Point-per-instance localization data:
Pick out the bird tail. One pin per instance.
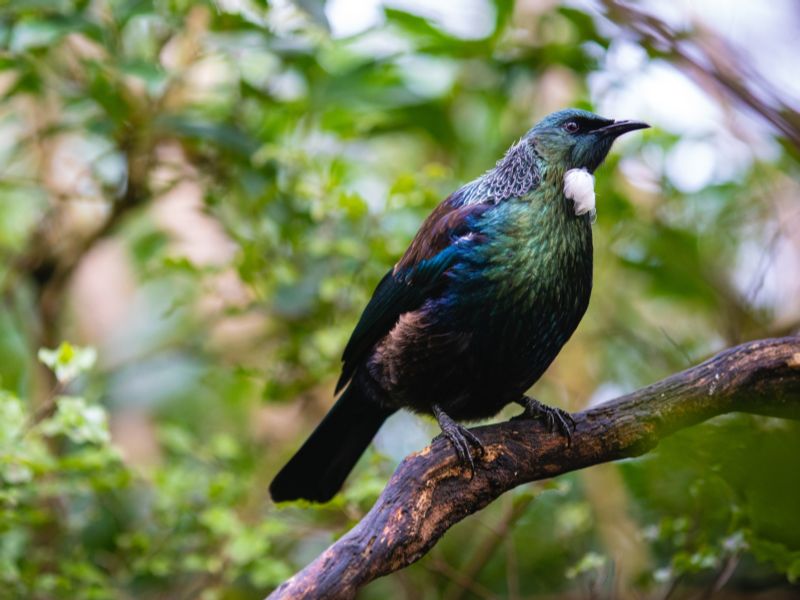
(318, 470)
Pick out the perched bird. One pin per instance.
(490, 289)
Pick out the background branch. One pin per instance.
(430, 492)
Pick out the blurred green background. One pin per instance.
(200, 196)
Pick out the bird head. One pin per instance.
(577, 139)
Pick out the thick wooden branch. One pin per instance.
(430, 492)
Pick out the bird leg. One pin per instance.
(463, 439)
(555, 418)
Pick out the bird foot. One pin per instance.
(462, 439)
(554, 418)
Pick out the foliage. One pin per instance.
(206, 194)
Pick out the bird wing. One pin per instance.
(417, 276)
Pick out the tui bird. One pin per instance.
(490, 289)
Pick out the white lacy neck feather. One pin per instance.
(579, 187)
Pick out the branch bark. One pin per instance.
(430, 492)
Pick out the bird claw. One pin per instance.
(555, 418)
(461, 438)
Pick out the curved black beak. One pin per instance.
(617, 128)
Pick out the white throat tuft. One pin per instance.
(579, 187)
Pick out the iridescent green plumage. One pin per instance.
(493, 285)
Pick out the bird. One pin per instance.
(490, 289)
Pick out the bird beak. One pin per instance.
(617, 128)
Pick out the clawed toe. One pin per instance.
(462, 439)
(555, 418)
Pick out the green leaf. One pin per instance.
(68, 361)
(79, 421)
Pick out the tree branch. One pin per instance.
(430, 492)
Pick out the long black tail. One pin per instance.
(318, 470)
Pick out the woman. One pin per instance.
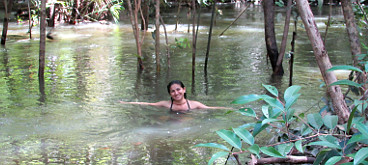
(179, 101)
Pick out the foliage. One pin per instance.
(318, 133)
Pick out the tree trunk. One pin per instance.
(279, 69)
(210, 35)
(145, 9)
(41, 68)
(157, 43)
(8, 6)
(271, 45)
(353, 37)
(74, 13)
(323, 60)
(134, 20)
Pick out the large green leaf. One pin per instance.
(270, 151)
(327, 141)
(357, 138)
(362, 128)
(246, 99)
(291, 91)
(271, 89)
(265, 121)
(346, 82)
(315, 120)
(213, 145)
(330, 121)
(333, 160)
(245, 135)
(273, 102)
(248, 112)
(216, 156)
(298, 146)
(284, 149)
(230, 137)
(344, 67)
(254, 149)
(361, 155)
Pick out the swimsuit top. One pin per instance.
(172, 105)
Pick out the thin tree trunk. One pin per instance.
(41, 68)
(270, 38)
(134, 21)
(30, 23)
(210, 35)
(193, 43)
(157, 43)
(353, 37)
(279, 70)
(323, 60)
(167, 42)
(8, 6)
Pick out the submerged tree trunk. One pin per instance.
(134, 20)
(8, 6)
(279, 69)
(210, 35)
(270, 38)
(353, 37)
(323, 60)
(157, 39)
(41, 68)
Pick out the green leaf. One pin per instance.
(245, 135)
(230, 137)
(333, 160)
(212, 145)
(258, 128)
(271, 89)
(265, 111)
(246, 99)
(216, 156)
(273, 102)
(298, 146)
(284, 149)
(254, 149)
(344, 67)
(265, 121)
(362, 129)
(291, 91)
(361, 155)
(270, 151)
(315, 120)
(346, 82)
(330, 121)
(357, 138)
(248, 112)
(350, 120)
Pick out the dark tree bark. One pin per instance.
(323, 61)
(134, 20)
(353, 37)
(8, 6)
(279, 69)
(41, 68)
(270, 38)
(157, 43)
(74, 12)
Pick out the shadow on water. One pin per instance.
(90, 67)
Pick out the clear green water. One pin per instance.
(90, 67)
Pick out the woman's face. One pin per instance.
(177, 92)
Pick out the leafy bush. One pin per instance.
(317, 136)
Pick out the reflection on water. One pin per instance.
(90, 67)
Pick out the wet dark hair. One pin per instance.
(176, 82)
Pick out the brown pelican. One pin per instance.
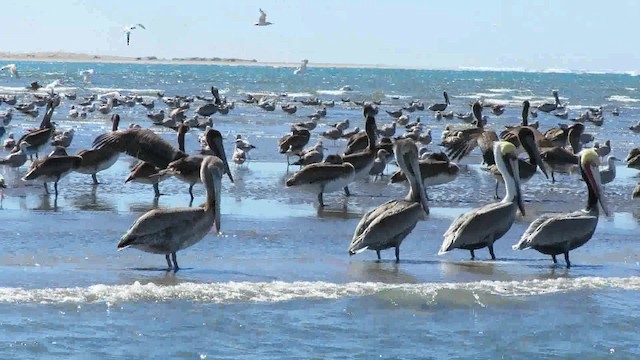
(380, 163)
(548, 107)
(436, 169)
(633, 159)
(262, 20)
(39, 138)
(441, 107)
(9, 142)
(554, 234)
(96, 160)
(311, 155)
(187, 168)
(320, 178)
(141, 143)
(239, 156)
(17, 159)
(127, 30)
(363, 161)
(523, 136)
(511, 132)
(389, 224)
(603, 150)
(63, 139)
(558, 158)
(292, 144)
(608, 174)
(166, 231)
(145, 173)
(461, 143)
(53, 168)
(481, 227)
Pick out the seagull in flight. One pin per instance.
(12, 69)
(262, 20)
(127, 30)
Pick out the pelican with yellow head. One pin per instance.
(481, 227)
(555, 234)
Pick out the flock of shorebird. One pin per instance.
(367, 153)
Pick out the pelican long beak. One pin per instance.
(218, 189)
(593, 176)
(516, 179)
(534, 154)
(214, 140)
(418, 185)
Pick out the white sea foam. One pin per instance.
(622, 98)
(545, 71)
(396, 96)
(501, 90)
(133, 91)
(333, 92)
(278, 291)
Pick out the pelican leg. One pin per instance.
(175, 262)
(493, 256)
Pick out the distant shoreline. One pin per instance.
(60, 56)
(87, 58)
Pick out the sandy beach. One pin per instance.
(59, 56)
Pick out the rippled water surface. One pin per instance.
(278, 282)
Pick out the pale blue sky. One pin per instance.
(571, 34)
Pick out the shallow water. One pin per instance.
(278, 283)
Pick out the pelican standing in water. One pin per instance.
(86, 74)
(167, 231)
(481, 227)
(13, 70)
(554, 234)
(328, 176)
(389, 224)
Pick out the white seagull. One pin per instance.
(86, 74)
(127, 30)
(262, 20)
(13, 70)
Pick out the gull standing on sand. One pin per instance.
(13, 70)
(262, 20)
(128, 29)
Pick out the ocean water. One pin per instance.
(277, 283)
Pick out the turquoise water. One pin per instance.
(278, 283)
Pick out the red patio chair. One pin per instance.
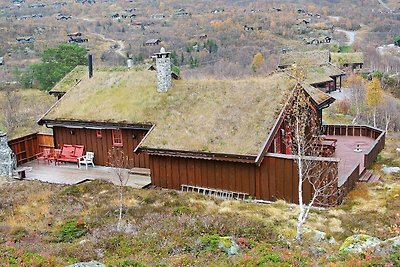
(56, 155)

■ How to complete this task:
Apart from the pictures, return every entry above exactly as given.

■ Answer to the problem:
Pick out the bird tail. One pin per instance.
(318, 470)
Pick out the perched bird. One pin per instance.
(490, 289)
Pick out the background branch. One pin per instance.
(430, 492)
Pick out the blurred green background. One pin per instance.
(200, 196)
Pick out the bird head. One pin per instance.
(577, 139)
Pick out the thick wooden branch. One pin per instance.
(430, 492)
Pick out the bird leg. One pin per instance.
(463, 439)
(555, 418)
Pick out the bird foot. One pin per instance.
(462, 439)
(554, 418)
Pick out the foliage. One pin per instance.
(206, 194)
Pick out the bird wing. One pin per instance.
(417, 276)
Pick out the tui bird. One pin per instance.
(490, 289)
Pick out the white lacy neck feather. One pin per instance.
(579, 187)
Pick out the branch bark. One pin per instance.
(430, 492)
Pick out the bird claw. One pin per instance.
(555, 418)
(461, 438)
Pick out the curved black beak. One pin per instance.
(617, 128)
Pick out the white throat tuft. One pin per instance.
(579, 187)
Pick out the iridescent green plumage. One pin per instance.
(493, 285)
Pick out the bird. One pin per instance.
(490, 289)
Pick out the bird beak. One pin per instance.
(617, 128)
Pick out the clawed toe. One pin per instance.
(462, 439)
(555, 418)
Pick out the green leaf. One pin per instance.
(68, 361)
(79, 421)
Pick out the tree branch. One pin per instance.
(430, 492)
Pick out the long black tail. One pin per instance.
(318, 470)
Pick out the woman. One pin per instance.
(179, 101)
Pick out the foliage. One pin per instance.
(318, 133)
Pick out the tree trunk. One pin per instance.
(279, 69)
(210, 35)
(145, 9)
(41, 68)
(157, 43)
(8, 6)
(271, 45)
(353, 37)
(74, 13)
(323, 60)
(134, 20)
Pick out the large green leaf. One pin per instance.
(270, 151)
(327, 141)
(357, 138)
(362, 128)
(246, 99)
(291, 91)
(271, 89)
(265, 121)
(346, 82)
(315, 120)
(213, 145)
(330, 121)
(333, 160)
(245, 135)
(273, 102)
(248, 112)
(216, 156)
(298, 146)
(284, 149)
(230, 137)
(344, 67)
(254, 149)
(361, 155)
Pick out the swimsuit top. One pin per instance.
(172, 105)
Pick out the thin tree trunk. One pin per instance.
(41, 68)
(270, 38)
(134, 21)
(30, 23)
(210, 35)
(193, 43)
(157, 43)
(353, 37)
(279, 70)
(323, 60)
(167, 42)
(8, 6)
Pick out the submerged tree trunk. One pin per instance.
(134, 20)
(8, 6)
(279, 69)
(210, 35)
(270, 38)
(353, 37)
(323, 60)
(157, 39)
(41, 68)
Pick out the green leaf. One pin per instance.
(245, 135)
(230, 137)
(333, 160)
(212, 145)
(258, 128)
(271, 89)
(265, 111)
(246, 99)
(216, 156)
(273, 102)
(298, 146)
(284, 149)
(254, 149)
(344, 67)
(265, 121)
(362, 129)
(291, 91)
(361, 155)
(270, 151)
(315, 120)
(346, 82)
(330, 121)
(357, 138)
(248, 112)
(350, 120)
Pick out the dark tree bark. One pin per instance.
(323, 61)
(134, 20)
(353, 37)
(8, 6)
(279, 69)
(41, 68)
(270, 38)
(157, 43)
(74, 12)
Pick out the shadow on water. One pin per instance.
(90, 67)
Pick out the clear green water. One pin per instance.
(90, 67)
Pick out the woman's face. One pin per instance.
(177, 92)
Pick out the leafy bush. One pin per instance.
(317, 136)
Pick out the reflection on water. One pin per instance.
(90, 67)
Pick out the wet dark hair. One pin per instance.
(176, 82)
Pick out the brown pelican. One pin per instance.
(380, 163)
(548, 107)
(436, 169)
(633, 159)
(262, 20)
(39, 138)
(441, 107)
(9, 142)
(554, 234)
(96, 160)
(311, 155)
(187, 168)
(320, 178)
(141, 143)
(239, 156)
(17, 159)
(127, 30)
(363, 161)
(523, 136)
(511, 132)
(389, 224)
(603, 150)
(63, 139)
(558, 158)
(292, 144)
(608, 174)
(166, 231)
(145, 173)
(461, 143)
(53, 168)
(481, 227)
Pick out the seagull in flight. One pin per instance.
(12, 69)
(262, 20)
(127, 30)
Pick out the pelican with yellow head. One pin per instance.
(481, 227)
(555, 234)
Pick out the flock of shorebird. One pin per instance.
(367, 153)
Pick out the pelican long beak. One pin per instance.
(218, 189)
(593, 176)
(516, 179)
(534, 154)
(214, 140)
(418, 185)
Pick out the white sea foam. One pin per instance.
(622, 98)
(545, 71)
(396, 96)
(501, 90)
(133, 91)
(333, 92)
(278, 291)
Pick out the pelican leg. One pin per instance.
(175, 262)
(493, 256)
Pick out the distant shoreline. One pin per instance.
(60, 56)
(87, 58)
Pick out the sandy beach. One pin per instance.
(59, 56)
Pick out the rippled water surface. One pin per instance.
(278, 282)
Pick out the pale blue sky. One pin per instance.
(571, 34)
Pick out the shallow water. One pin per instance.
(278, 283)
Pick out the pelican standing in water. One pin per instance.
(86, 74)
(167, 231)
(481, 227)
(13, 70)
(554, 234)
(328, 176)
(389, 224)
Pick out the white seagull. One pin per instance.
(86, 74)
(127, 30)
(262, 20)
(13, 70)
Pick out the gull standing on sand. One pin per instance.
(13, 70)
(262, 20)
(128, 29)
Pick out the ocean water. One pin per instance.
(277, 283)
Pick out the turquoise water. One pin per instance.
(278, 283)
Pick out the red patio chair. One pin per instance.
(56, 155)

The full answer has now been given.